Stored data ::

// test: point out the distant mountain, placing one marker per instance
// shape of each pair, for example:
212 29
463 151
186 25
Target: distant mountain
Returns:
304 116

Written request :: Reproduce every line of the records above, requests included. Multiply each point coordinate in the answers by 2.4 and round to whole numbers, halves up, but keep the numbers in the requests and their format samples as they are.

Output for this exercise ::
// test: point out the distant mountain, placing one marker per instance
// shape of each pair, for example:
212 29
463 151
186 25
Target: distant mountain
Returns:
730 278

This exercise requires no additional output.